READING PASSAGE ::
============
Write a c program to merge two sorted linked lists in sorted order.  For example if one linked list is 1->2->3->null and other is 1->3->5->6->null then the output should be 1->1->2->3->3->5->6->null.

How to approach solution

  • Take two pointers head and current.
  • head pointer will point to first node only.
  • To solve this problem we need to traverse both the linked list.
  • During traversal check the node value of linked list. Suppose if the one linked list is l1 and another is l2.
  • if the node value of l1 is less than equal to the node value of l2, then append l1 to current.
  • else append l2 to current.

C Program to merge two sorted linked lists

#include <stdio.h>
#include <malloc.h>

typedef struct node
{
		int val;
		struct node* next;
} list;

list *l1 = NULL;
list *l2 = NULL;

list* create_node(int val);
void print(list *head);

list* merge(list* l1, list* l2)
{
	if (l1 == NULL) return l2;
	if (l2 == NULL) return l1;
	list *p1 = l1;
	list *p2 = l2;
	list *head = NULL;
	list *cur = NULL;

	while (p1 && p2)
	{
		if (head == NULL)
		{
			if (p1->val <= p2->val)
			{
				head = cur = p1;
				p1 = p1->next;
			}
			else
			{
				head = cur = p2;
				p2 = p2->next;
			}
		}
		else
		{
			if (p1->val <= p2->val)
			{
				cur->next = p1;
				cur = p1;
				p1 = p1->next;
			}
			else
			{
				cur->next = p2;
				cur = p2;
				p2 = p2->next;
			}
		}
	}
	if (p1) cur->next = p1;
	if (p2) cur->next = p2;
	return head;

}

int main()
============
DATA ENTRIES ::
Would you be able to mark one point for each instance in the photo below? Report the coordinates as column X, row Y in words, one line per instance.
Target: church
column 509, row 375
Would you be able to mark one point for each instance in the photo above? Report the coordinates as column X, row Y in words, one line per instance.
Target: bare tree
============
EXERCISE REQUIREMENTS :: Reproduce the whole page on merging two sorted linked lists in C, from start to end, word for word.

PROBLEM SOLUTION ::
Write a c program to merge two sorted linked lists in sorted order.  For example if one linked list is 1->2->3->null and other is 1->3->5->6->null then the output should be 1->1->2->3->3->5->6->null.

How to approach solution

  • Take two pointers head and current.
  • head pointer will point to first node only.
  • To solve this problem we need to traverse both the linked list.
  • During traversal check the node value of linked list. Suppose if the one linked list is l1 and another is l2.
  • if the node value of l1 is less than equal to the node value of l2, then append l1 to current.
  • else append l2 to current.

C Program to merge two sorted linked lists

#include <stdio.h>
#include <malloc.h>

typedef struct node
{
		int val;
		struct node* next;
} list;

list *l1 = NULL;
list *l2 = NULL;

list* create_node(int val);
void print(list *head);

list* merge(list* l1, list* l2)
{
	if (l1 == NULL) return l2;
	if (l2 == NULL) return l1;
	list *p1 = l1;
	list *p2 = l2;
	list *head = NULL;
	list *cur = NULL;

	while (p1 && p2)
	{
		if (head == NULL)
		{
			if (p1->val <= p2->val)
			{
				head = cur = p1;
				p1 = p1->next;
			}
			else
			{
				head = cur = p2;
				p2 = p2->next;
			}
		}
		else
		{
			if (p1->val <= p2->val)
			{
				cur->next = p1;
				cur = p1;
				p1 = p1->next;
			}
			else
			{
				cur->next = p2;
				cur = p2;
				p2 = p2->next;
			}
		}
	}
	if (p1) cur->next = p1;
	if (p2) cur->next = p2;
	return head;

}

int main()